▸ Assignment:
The entries need to be copied exactly as they stand, images left out.
##### Source data #####
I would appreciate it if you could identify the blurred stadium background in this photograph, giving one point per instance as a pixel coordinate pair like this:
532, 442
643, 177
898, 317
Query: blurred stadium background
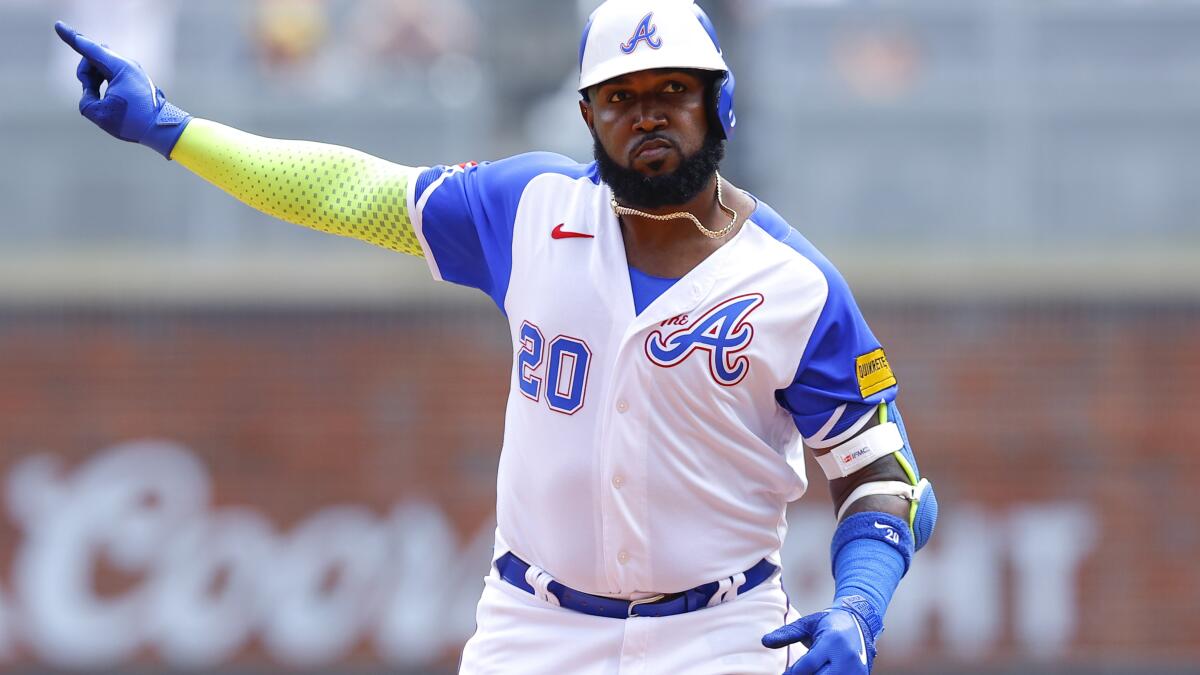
#####
▸ Solution to this exercise:
I would appreciate it if you could identify the blurred stadium background in this photograph, giving one point per instance as a pixel coordinate pair like this:
532, 442
643, 177
898, 317
Query: blurred stadium background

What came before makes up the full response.